# Quick Question



## nycse-r (Oct 17, 2006)

wutsup im new to this thread i wuz just wondering ive got a 06 se-r and i wanted to know were i cud get a nismo intake from cause i looked on some websites and they say 3.5se and none are specifically for the se-r, can i still use this?


----------



## stretch_tim007 (Mar 25, 2005)

Yeah, you should be good to go with the CAI spec'ed for the SE. Not too many companies are even noting an SE-R model when it comes to parts. Thats ok tho... if you have any problems or questions, hit us up here, and we can try to hook you up with any more info that might come in handy. Ohhh, by the way, I would do the Nismo CAI... the growl at 4500 is awesome! Just a thought...


----------



## acriml01 (May 12, 2004)

Yup, any intake for the 3.5SE will fit the SE-R. There are only a few parts that won't, like the Nismo exhaust (because of the different bumper).


----------



## nycse-r (Oct 17, 2006)

alright thanks i kind of figured that but wasnt sure because nobody really notes that it fits the se-r model like he stated....thanks for helpin me out


----------



## full auto 67 (Jun 16, 2006)

yeah it will work.....


----------



## 2006serzoom (Oct 14, 2006)

I personally installed the NISMO intake on my 06 SE-R as well as the NISMO suspension and rims.....fits like a glove.


----------



## leigh08 (Aug 9, 2005)

welcome here! :fluffy: just make sure to have your NISMO installed properly ang you're good to go  goodluck!


----------



## acriml01 (May 12, 2004)

I'm gonna be getting the Nismo intake soon, and I was wondering: Are there any "surprises" during the install? More specifically, I had to widen the hole going down behind the bumper for my SpecV, and pad the hole to avoid rubbing and rattling, so will I have to do that for this intake? Just want to make sure I have all the tools before I try to install it.


----------



## 2006serzoom (Oct 14, 2006)

There will be no "surprises". It fits just fine no cutting or modifying required.


----------

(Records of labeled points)

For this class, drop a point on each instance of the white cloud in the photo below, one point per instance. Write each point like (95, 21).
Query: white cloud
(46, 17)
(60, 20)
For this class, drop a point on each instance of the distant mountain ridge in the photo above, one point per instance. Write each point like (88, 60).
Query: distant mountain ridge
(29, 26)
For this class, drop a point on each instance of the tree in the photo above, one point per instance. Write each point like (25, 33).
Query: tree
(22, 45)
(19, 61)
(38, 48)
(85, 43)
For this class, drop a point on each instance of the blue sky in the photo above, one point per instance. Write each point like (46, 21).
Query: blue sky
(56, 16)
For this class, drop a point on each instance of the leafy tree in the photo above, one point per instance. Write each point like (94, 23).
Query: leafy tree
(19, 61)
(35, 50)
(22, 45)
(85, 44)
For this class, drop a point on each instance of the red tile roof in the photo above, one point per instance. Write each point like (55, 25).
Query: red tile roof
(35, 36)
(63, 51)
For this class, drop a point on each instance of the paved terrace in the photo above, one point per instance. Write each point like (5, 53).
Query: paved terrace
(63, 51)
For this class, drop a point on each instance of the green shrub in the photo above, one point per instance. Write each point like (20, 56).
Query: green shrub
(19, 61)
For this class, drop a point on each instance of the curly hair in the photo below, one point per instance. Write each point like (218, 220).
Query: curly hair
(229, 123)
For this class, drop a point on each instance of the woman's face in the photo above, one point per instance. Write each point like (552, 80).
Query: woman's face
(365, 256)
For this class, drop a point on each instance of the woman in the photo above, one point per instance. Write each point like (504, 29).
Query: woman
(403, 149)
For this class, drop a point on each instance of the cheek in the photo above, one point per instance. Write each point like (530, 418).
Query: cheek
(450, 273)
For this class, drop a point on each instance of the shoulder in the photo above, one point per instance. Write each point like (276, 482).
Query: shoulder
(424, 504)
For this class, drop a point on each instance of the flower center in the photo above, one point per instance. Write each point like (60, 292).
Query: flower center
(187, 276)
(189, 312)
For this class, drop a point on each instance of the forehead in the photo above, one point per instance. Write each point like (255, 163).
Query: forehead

Short task: Reproduce the forum thread about fitting a Nismo intake on an SE-R in full, word for word.

Response to the exercise:
# Quick Question



## nycse-r (Oct 17, 2006)

wutsup im new to this thread i wuz just wondering ive got a 06 se-r and i wanted to know were i cud get a nismo intake from cause i looked on some websites and they say 3.5se and none are specifically for the se-r, can i still use this?


----------



## stretch_tim007 (Mar 25, 2005)

Yeah, you should be good to go with the CAI spec'ed for the SE. Not too many companies are even noting an SE-R model when it comes to parts. Thats ok tho... if you have any problems or questions, hit us up here, and we can try to hook you up with any more info that might come in handy. Ohhh, by the way, I would do the Nismo CAI... the growl at 4500 is awesome! Just a thought...


----------



## acriml01 (May 12, 2004)

Yup, any intake for the 3.5SE will fit the SE-R. There are only a few parts that won't, like the Nismo exhaust (because of the different bumper).


----------



## nycse-r (Oct 17, 2006)

alright thanks i kind of figured that but wasnt sure because nobody really notes that it fits the se-r model like he stated....thanks for helpin me out


----------



## full auto 67 (Jun 16, 2006)

yeah it will work.....


----------



## 2006serzoom (Oct 14, 2006)

I personally installed the NISMO intake on my 06 SE-R as well as the NISMO suspension and rims.....fits like a glove.


----------



## leigh08 (Aug 9, 2005)

welcome here! :fluffy: just make sure to have your NISMO installed properly ang you're good to go  goodluck!


----------



## acriml01 (May 12, 2004)

I'm gonna be getting the Nismo intake soon, and I was wondering: Are there any "surprises" during the install? More specifically, I had to widen the hole going down behind the bumper for my SpecV, and pad the hole to avoid rubbing and rattling, so will I have to do that for this intake? Just want to make sure I have all the tools before I try to install it.


----------



## 2006serzoom (Oct 14, 2006)

There will be no "surprises". It fits just fine no cutting or modifying required.


----------